> Dataset entries
────
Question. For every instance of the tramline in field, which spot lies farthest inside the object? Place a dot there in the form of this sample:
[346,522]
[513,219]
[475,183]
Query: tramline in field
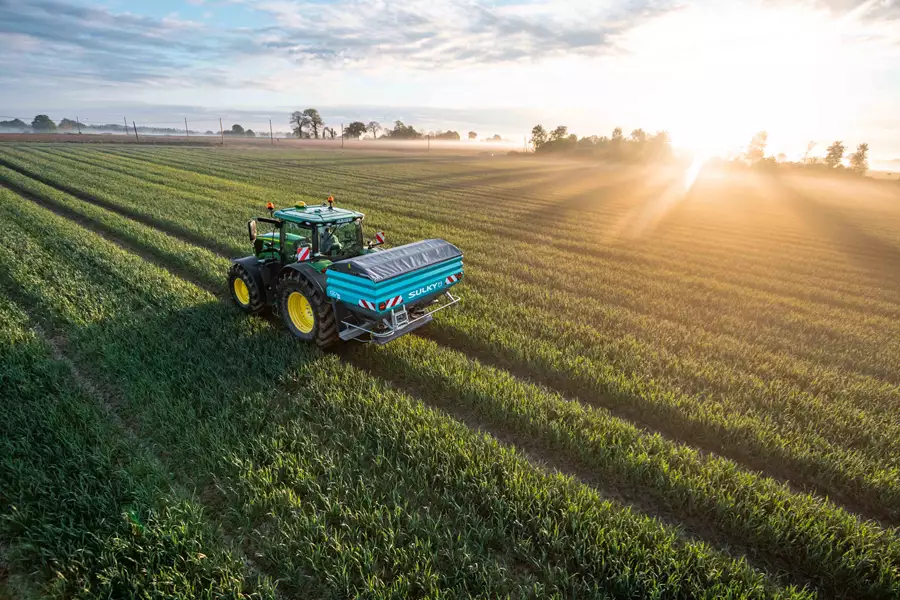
[329,285]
────
> Short problem
Print every line of the records above word for word, leaving out the pictures.

> Solution to this task
Question. For every instance of the tramline in field, which spot lies farthest inside the object? Place a dot there in the form of this sample:
[346,522]
[513,219]
[475,183]
Query: tramline in field
[329,285]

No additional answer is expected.